* [Source document]
LOS ANGELES (AP) -- "Gangster Squad" director Ruben Fleischer was stepping out of the shower on the night of July 20 last year when he received a chilling phone call from a studio executive at Warner Bros. There had been a deadly shooting at a midnight screening of "The Dark Knight Rises" in Aurora, Colo. The studio was pulling the trailer for its "Gangster Squad" movie.
The problem was that the preview, which had been scheduled to debut before some showings of the latest Batman film that weekend, featured a peek at a pivotal moment in the 1940s true-crime romp when Los Angeles mobsters ruthlessly shoot into a movie theater audience.
Thus began an arduous odyssey to the screen of a film loosely based on violence 60 years ago impacted by the real-life violence of today - from the Colorado massacre that forced the reshooting of a key scene, through the country's mourning following the Connecticut elementary school shooting last month, to this week's replaying of the July theater horror in a Colorado courtroom just as the film prepares to finally open on Friday.
Fleischer couldn't initially process what was happening in that moment when he was on the phone last summer but eventually, everyone involved with "Gangster Squad" agreed: The scene was just too similar and had to be cut - not just from the trailer, but also from the movie, which was set for release two months later.
"Many conversations followed that, and we talked about it and very quickly decided that the appropriate action would be to take the scene out of the movie out of respect for the families who suffered that loss in the tragedy," said Fleischer. "Because we didn't know when we were gonna come out or what was happening, we decided we have to come up with a new scene."
So the entire movie theater sequence featuring Josh Brolin's hard-boiled cop John O'Mara being ambushed inside famed Hollywood movie palace Grauman's Chinese Theater was excised from "Gangster Squad."
For many of the film's cast and crew members, it was their favorite scene in the highly stylized gangster flick, which tells the tale of the real-life tussle between off-the-books LA police officers and an army of mobsters.
"I was really impressed with Ruben (cutting the scene) because it was the best scene in the movie," said Ryan Gosling, who plays reluctant squad member Jerry Wooters. "There was an alchemy about it. Everything came together. It was the most cinematic part of the film because it happened in a cinema, as well, but there was just something special about it."

* [Data listing]
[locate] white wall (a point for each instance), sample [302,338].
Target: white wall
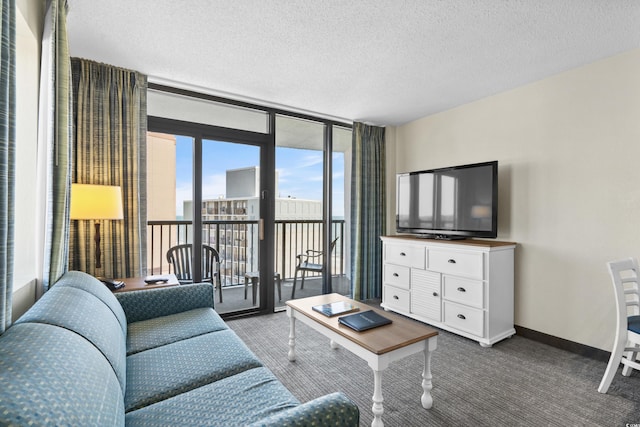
[569,186]
[29,21]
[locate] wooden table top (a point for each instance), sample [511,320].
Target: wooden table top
[138,283]
[383,339]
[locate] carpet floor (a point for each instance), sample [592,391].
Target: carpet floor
[517,382]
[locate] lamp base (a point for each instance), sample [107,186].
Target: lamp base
[97,240]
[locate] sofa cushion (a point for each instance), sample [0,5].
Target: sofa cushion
[52,376]
[148,334]
[83,313]
[164,372]
[152,303]
[88,283]
[233,401]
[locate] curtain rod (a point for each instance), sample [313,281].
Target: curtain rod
[233,97]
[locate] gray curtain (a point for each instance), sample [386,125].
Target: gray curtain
[7,157]
[110,116]
[55,135]
[368,210]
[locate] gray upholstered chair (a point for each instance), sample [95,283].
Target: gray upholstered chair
[180,258]
[309,261]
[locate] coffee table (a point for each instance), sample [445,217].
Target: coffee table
[378,346]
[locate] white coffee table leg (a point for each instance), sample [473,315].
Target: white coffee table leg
[427,399]
[292,338]
[377,408]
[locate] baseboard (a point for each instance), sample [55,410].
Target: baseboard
[561,343]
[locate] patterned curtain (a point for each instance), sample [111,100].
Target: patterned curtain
[368,207]
[110,115]
[55,137]
[7,157]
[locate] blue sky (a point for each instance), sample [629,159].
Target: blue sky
[299,171]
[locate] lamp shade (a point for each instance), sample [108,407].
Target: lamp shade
[95,202]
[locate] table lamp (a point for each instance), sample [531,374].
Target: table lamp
[96,202]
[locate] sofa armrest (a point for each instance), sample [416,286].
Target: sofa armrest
[327,411]
[152,303]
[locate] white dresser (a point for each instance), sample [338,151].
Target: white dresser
[462,286]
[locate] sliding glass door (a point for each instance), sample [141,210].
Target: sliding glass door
[266,190]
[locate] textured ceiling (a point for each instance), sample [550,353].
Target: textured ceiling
[385,62]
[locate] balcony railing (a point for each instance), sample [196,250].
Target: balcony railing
[237,243]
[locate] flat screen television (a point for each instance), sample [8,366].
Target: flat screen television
[449,203]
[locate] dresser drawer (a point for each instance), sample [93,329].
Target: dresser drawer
[464,318]
[396,298]
[464,291]
[461,263]
[397,275]
[426,300]
[406,255]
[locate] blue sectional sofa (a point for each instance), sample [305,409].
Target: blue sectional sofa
[82,356]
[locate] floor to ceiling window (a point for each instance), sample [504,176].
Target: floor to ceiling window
[258,186]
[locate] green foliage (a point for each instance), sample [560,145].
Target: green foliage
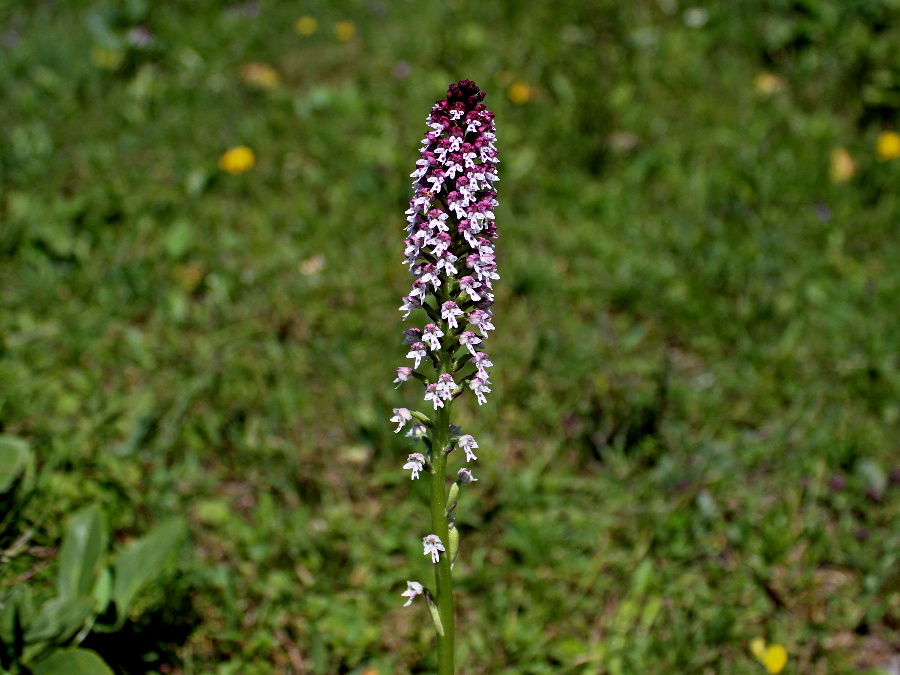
[32,636]
[692,436]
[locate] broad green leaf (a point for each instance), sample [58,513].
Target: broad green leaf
[85,543]
[103,589]
[59,619]
[16,612]
[72,662]
[14,456]
[143,561]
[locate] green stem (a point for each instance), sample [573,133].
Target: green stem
[443,577]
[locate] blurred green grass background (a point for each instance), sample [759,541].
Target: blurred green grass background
[692,440]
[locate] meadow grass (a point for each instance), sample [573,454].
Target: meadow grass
[692,436]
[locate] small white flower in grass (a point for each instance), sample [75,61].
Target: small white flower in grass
[479,386]
[413,588]
[470,286]
[409,304]
[412,335]
[449,311]
[464,476]
[481,319]
[403,375]
[433,545]
[467,443]
[432,337]
[482,362]
[416,431]
[433,394]
[446,386]
[417,352]
[416,463]
[401,417]
[468,339]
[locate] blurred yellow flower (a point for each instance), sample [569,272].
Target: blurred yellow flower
[106,59]
[520,93]
[767,84]
[237,160]
[775,659]
[344,30]
[758,648]
[306,25]
[843,166]
[888,145]
[260,75]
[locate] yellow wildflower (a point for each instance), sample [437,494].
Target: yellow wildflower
[888,145]
[520,93]
[843,166]
[106,59]
[758,647]
[237,160]
[260,75]
[306,25]
[775,659]
[767,84]
[344,30]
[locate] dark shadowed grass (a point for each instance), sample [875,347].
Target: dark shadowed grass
[692,437]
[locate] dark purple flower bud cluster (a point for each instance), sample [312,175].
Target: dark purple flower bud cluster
[450,246]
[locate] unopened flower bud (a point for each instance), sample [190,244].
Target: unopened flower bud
[454,544]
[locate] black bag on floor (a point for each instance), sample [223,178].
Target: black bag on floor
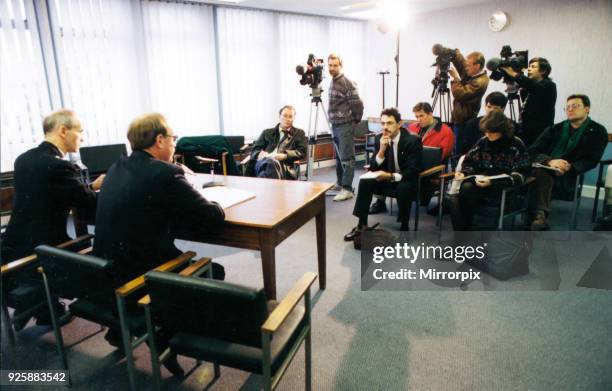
[507,254]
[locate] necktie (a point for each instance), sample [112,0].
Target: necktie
[390,158]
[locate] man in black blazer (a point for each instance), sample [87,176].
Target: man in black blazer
[144,200]
[46,187]
[398,162]
[568,149]
[277,148]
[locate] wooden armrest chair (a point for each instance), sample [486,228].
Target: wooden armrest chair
[432,169]
[598,185]
[88,279]
[513,200]
[230,325]
[36,295]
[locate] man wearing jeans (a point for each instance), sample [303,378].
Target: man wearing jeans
[345,110]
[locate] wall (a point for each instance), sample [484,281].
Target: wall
[575,36]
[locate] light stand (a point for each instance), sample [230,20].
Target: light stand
[383,74]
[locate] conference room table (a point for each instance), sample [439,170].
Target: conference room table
[279,208]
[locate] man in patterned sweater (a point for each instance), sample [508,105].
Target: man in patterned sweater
[345,110]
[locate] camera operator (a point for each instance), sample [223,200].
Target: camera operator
[345,110]
[539,94]
[469,84]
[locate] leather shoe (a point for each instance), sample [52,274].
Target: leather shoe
[351,235]
[539,223]
[378,206]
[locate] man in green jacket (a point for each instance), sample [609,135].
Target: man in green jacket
[563,152]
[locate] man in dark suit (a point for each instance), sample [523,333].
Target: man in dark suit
[565,150]
[397,163]
[46,187]
[277,148]
[144,200]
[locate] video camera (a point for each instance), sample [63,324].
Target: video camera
[312,72]
[516,60]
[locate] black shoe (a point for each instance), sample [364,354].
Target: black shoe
[173,366]
[354,232]
[540,223]
[379,206]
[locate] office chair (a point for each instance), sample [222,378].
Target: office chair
[31,296]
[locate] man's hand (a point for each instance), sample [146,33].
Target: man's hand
[453,73]
[509,71]
[186,169]
[384,177]
[560,164]
[97,184]
[483,182]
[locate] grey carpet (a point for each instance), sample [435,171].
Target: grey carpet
[502,340]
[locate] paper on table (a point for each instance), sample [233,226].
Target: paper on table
[371,175]
[554,169]
[225,196]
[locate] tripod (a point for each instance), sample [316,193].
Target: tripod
[317,104]
[441,94]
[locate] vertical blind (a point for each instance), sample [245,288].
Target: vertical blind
[208,69]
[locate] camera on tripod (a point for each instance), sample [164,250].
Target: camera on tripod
[515,60]
[444,57]
[312,72]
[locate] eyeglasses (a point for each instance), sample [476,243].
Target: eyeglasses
[573,106]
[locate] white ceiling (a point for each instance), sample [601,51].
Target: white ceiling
[363,9]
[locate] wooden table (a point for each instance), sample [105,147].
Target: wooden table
[278,209]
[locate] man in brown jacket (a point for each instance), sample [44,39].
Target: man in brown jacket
[470,82]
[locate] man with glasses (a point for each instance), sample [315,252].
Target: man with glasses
[539,94]
[47,187]
[567,149]
[469,84]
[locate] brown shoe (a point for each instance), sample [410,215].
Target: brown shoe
[539,223]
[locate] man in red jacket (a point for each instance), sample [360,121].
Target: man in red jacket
[433,133]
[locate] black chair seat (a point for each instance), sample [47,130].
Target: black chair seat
[26,294]
[105,315]
[240,356]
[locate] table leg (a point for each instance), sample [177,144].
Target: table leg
[268,263]
[321,246]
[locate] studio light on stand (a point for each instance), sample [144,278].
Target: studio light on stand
[394,18]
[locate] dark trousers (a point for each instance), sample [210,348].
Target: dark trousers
[541,194]
[464,205]
[404,191]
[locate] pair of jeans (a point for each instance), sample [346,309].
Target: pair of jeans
[345,154]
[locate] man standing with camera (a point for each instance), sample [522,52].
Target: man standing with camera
[539,94]
[345,111]
[469,84]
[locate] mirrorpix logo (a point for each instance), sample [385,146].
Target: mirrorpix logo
[507,260]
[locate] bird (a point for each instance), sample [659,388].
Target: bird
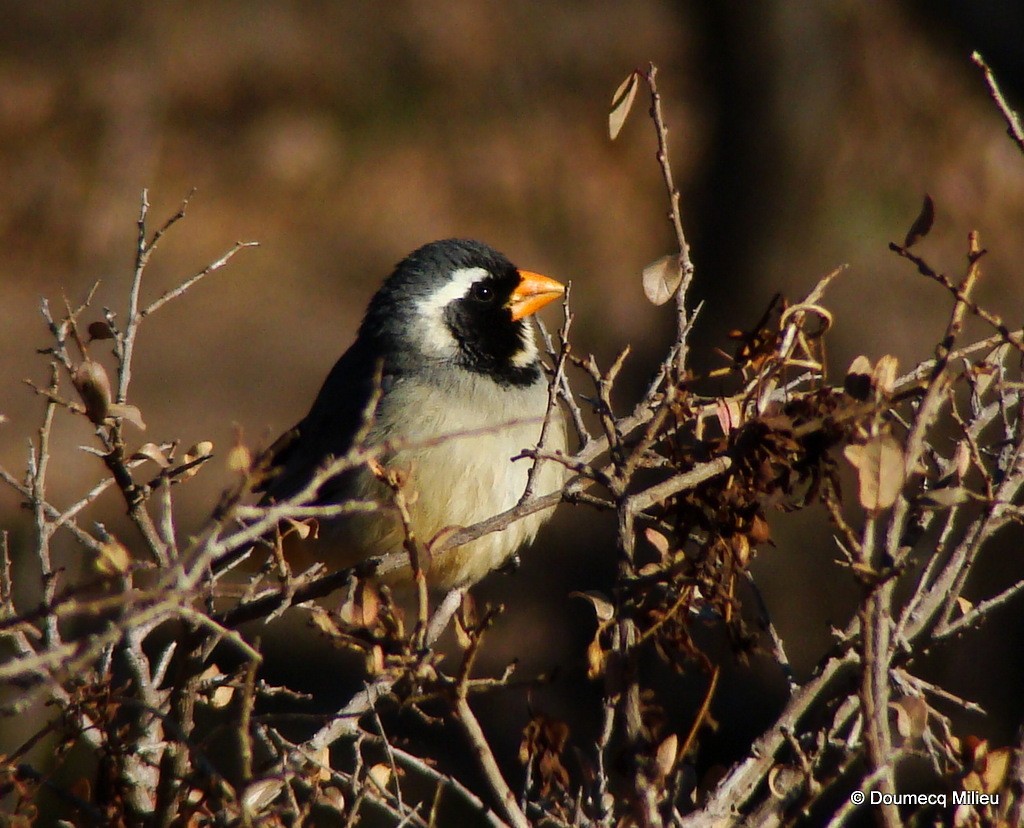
[446,358]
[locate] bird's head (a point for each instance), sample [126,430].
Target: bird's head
[462,303]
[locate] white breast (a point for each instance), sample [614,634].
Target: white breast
[464,479]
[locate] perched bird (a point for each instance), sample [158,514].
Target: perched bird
[449,343]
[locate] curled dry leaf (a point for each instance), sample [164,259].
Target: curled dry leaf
[130,414]
[94,388]
[730,416]
[783,779]
[380,775]
[884,376]
[922,224]
[154,452]
[881,471]
[260,793]
[622,101]
[962,459]
[665,757]
[302,528]
[222,694]
[240,459]
[603,608]
[945,497]
[857,382]
[199,451]
[657,540]
[114,558]
[99,331]
[910,714]
[662,279]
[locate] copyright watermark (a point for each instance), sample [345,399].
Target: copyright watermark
[957,797]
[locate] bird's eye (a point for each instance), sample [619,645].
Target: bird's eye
[482,293]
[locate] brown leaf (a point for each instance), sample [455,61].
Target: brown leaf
[730,416]
[622,102]
[202,449]
[380,775]
[603,608]
[945,497]
[884,376]
[910,715]
[922,224]
[657,540]
[114,558]
[881,471]
[154,452]
[94,388]
[858,379]
[662,279]
[665,757]
[595,659]
[99,331]
[130,414]
[240,459]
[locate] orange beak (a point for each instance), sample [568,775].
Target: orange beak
[532,293]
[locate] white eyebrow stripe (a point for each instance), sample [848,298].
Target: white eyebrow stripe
[437,339]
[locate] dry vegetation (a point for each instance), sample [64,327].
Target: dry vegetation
[127,660]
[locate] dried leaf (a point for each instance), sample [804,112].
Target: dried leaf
[922,224]
[324,760]
[945,497]
[911,717]
[240,459]
[962,459]
[884,376]
[595,659]
[996,768]
[380,775]
[130,414]
[259,794]
[858,379]
[730,416]
[782,779]
[154,452]
[200,450]
[881,471]
[94,388]
[662,279]
[603,608]
[741,549]
[657,540]
[322,619]
[99,331]
[114,558]
[665,757]
[987,369]
[222,696]
[303,528]
[622,102]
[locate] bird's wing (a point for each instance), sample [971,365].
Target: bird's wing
[327,432]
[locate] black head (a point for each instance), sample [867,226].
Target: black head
[461,302]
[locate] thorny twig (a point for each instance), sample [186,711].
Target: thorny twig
[693,476]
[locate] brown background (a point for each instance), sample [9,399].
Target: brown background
[341,136]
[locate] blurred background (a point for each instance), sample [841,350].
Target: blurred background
[342,135]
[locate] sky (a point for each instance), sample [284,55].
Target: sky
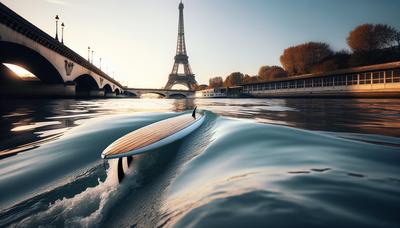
[136,39]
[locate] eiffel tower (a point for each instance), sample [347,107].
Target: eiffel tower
[181,58]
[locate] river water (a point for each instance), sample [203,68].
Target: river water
[253,163]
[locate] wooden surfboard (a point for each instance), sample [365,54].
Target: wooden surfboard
[153,136]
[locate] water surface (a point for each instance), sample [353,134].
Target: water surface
[254,162]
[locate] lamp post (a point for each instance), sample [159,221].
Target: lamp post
[62,32]
[57,18]
[89,54]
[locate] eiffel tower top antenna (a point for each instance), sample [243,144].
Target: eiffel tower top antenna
[181,58]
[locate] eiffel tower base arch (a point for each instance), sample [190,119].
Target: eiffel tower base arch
[187,80]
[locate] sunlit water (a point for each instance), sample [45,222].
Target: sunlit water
[253,163]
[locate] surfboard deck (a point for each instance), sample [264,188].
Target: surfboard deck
[153,136]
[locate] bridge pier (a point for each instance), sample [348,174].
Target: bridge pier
[96,93]
[110,95]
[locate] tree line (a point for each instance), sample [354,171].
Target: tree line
[369,44]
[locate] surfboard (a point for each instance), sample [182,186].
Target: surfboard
[154,136]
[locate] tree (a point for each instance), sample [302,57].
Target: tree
[338,60]
[268,73]
[216,82]
[301,58]
[370,37]
[249,79]
[234,79]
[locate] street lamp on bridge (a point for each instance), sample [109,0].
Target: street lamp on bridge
[92,57]
[62,32]
[89,54]
[57,18]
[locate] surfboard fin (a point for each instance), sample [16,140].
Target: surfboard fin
[129,160]
[120,170]
[194,112]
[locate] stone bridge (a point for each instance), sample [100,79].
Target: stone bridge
[138,92]
[61,71]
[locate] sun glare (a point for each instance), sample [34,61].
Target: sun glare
[21,72]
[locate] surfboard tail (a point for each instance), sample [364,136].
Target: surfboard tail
[194,112]
[120,168]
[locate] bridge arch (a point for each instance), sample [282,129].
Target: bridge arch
[153,92]
[107,88]
[177,95]
[30,60]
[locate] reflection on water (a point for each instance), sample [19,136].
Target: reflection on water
[24,122]
[286,162]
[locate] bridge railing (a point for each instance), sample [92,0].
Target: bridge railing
[17,23]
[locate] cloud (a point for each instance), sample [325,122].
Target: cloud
[58,2]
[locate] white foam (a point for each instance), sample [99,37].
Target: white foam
[87,208]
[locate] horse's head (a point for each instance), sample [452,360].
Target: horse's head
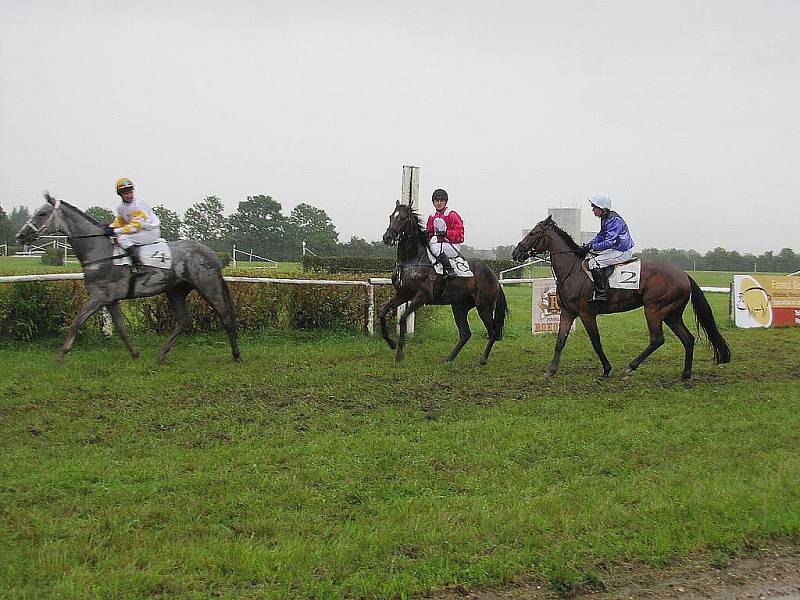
[398,222]
[44,221]
[533,242]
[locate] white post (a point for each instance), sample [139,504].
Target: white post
[409,194]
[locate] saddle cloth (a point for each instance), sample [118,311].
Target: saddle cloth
[158,255]
[626,276]
[459,264]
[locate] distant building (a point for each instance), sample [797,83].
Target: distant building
[569,219]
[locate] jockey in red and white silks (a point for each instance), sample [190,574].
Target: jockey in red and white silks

* [Objectives]
**a)** Write out, word for word, the part of the "Gangster Squad" article that opens with the words containing "LOS ANGELES (AP)" and closes with "movie theater audience.".
**b)** Please repeat, unchanged, the part of the entries that opens with the line containing "[locate] horse's head" and closes with the last of the entries, omitting the picture.
The article about the "Gangster Squad" scene and the entries are unrelated material.

* [Full solutions]
**a)**
LOS ANGELES (AP) -- "Gangster Squad" director Ruben Fleischer was stepping out of the shower on the night of July 20 last year when he received a chilling phone call from a studio executive at Warner Bros. There had been a deadly shooting at a midnight screening of "The Dark Knight Rises" in Aurora, Colo. The studio was pulling the trailer for its "Gangster Squad" movie.
The problem was that the preview, which had been scheduled to debut before some showings of the latest Batman film that weekend, featured a peek at a pivotal moment in the 1940s true-crime romp when Los Angeles mobsters ruthlessly shoot into a movie theater audience.

**b)**
[locate] horse's head (a point for each instance), sample [452,360].
Target: horse's head
[398,222]
[44,221]
[533,242]
[locate] white post (a point for each instance), sample [139,504].
Target: white post
[409,194]
[locate] saddle cloth (a point for each instance), sample [118,311].
Target: saddle cloth
[158,255]
[626,276]
[459,264]
[locate] distant building (a point for each instance), sample [797,83].
Target: distant building
[569,219]
[locate] jockey in red and white silks (a point for each instance), sample [190,574].
Target: jockey in red and white silks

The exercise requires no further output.